§ Written exercise: Format every line of the records below as a JSON list of strings, with one string for each line and blank lines left out.

=======

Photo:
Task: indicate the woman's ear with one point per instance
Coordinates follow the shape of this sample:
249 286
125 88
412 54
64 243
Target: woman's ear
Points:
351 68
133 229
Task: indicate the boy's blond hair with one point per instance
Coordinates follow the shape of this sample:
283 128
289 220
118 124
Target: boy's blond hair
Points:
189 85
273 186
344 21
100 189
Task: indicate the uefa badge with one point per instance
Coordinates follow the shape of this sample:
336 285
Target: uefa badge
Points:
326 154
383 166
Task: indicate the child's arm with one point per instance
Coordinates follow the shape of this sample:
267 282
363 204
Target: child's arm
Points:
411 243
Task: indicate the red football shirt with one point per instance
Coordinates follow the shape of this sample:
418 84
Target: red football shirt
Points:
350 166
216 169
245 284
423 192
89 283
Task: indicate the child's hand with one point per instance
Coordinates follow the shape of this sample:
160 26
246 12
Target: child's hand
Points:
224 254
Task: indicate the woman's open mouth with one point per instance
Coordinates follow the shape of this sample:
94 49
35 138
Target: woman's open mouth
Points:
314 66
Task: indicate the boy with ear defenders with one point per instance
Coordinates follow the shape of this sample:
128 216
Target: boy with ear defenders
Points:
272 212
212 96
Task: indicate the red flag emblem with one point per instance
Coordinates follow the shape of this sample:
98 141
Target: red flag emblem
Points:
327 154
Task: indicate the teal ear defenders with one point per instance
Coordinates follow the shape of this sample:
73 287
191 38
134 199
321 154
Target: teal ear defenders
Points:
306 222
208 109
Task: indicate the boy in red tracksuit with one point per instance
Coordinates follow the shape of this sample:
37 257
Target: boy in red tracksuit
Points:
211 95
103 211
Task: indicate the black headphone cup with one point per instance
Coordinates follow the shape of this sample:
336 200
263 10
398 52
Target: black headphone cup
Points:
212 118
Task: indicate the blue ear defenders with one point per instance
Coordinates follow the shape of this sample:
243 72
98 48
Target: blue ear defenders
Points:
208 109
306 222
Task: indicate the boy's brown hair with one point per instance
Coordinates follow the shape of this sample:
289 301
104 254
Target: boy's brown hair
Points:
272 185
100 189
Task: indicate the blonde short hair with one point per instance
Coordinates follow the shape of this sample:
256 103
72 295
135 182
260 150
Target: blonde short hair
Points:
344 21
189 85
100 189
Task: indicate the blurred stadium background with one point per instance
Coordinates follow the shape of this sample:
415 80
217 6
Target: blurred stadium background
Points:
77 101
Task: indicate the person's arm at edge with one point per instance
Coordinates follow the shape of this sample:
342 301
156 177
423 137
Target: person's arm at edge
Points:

=======

§ Solution to the exercise:
[
  "Photo:",
  "Task: indicate the woman's ear with one point per instance",
  "Coordinates follow the shape of this sample:",
  "249 286",
  "125 88",
  "412 54",
  "64 243",
  "Target: woman's ear",
  "Points:",
  "351 68",
  "133 229",
  "Task: indicate the boy's blond hair with one point per instance",
  "Coordinates follow the shape of this sample:",
  "283 128",
  "289 220",
  "118 124",
  "Target: boy's blond hair",
  "Points:",
  "189 85",
  "273 186",
  "344 21",
  "100 189",
  "Task: indicate the uefa badge with one point per instance",
  "Coordinates follow the shape of this sample:",
  "336 285",
  "Target: uefa badge",
  "Points:",
  "326 154",
  "383 166",
  "Task: indicate the child's arm with one point per instance",
  "Coordinates follow the shape of this sample:",
  "267 282",
  "363 204",
  "Target: child's arm",
  "Points:",
  "411 243",
  "Task: indicate the red football shirt with one point per instance",
  "Coordinates follow the shape of this sample:",
  "418 84",
  "Target: red football shirt",
  "Points:",
  "350 166",
  "216 169",
  "245 284",
  "423 192",
  "89 283",
  "Task: indicate the child's hand with one point per instance",
  "Coordinates follow the shape of this sample:",
  "160 26",
  "246 12",
  "Target: child's hand",
  "Points:",
  "224 254",
  "Task: indicate the woman's open mouth with one point per instance",
  "Coordinates follow the shape of this sample:",
  "94 49",
  "35 138",
  "Target: woman's open mouth",
  "Points:",
  "314 66",
  "Task: indicate the boy with ear defenders with one point per instance",
  "Coordinates follow the shape of this sample:",
  "128 216",
  "Target: boy with ear defenders",
  "Points:",
  "272 212",
  "212 96",
  "Task: indicate the red flag emblem with one point per instance",
  "Coordinates follow the shape of this sample:",
  "98 141",
  "Target: red flag emblem",
  "Points:",
  "327 154",
  "Task: indicate the teal ear defenders with one point per instance",
  "Coordinates follow the shape of this sample:",
  "73 287",
  "191 38",
  "134 199",
  "321 154",
  "Target: teal ear defenders",
  "Points:",
  "306 222",
  "208 109",
  "Task: indicate the boy in red tracksuit with one point per instance",
  "Coordinates follow the shape of this sample:",
  "37 257",
  "Target: boy in red tracksuit",
  "Points:",
  "211 95",
  "103 211",
  "Task: indicate the black headphone cup with one point per instance",
  "Coordinates follow the shape of this sample:",
  "336 200",
  "263 10",
  "398 52",
  "Target: black headphone cup",
  "Points:",
  "212 118",
  "Task: indicate the blue ear defenders with one point per instance",
  "Coordinates follow the shape of this sample:",
  "243 72",
  "98 48",
  "Target: blue ear defenders",
  "Points:",
  "208 109",
  "306 222",
  "Task: indicate the boy's brown hair with one point per instance",
  "Coordinates follow the shape of this sample:",
  "289 301",
  "104 254",
  "Target: boy's brown hair",
  "Points:",
  "272 185",
  "100 189",
  "Task: indicate the blonde short hair with one point per instance",
  "Coordinates follow the shape of this sample:",
  "256 103",
  "72 295",
  "135 182",
  "260 150",
  "Target: blonde short hair",
  "Points:",
  "344 21",
  "189 85",
  "100 189",
  "Task: indicate the blurred stadium background with one point per instance",
  "Coordinates follow the shape of this sample:",
  "415 80",
  "217 6",
  "Target: blurred stadium background",
  "Points:",
  "77 101",
  "Task: indicate the person's arm at edge with one point per instance",
  "Coordinates follow the shape of this sample:",
  "342 301",
  "156 177",
  "423 137",
  "Target: person's arm at edge",
  "Points:"
]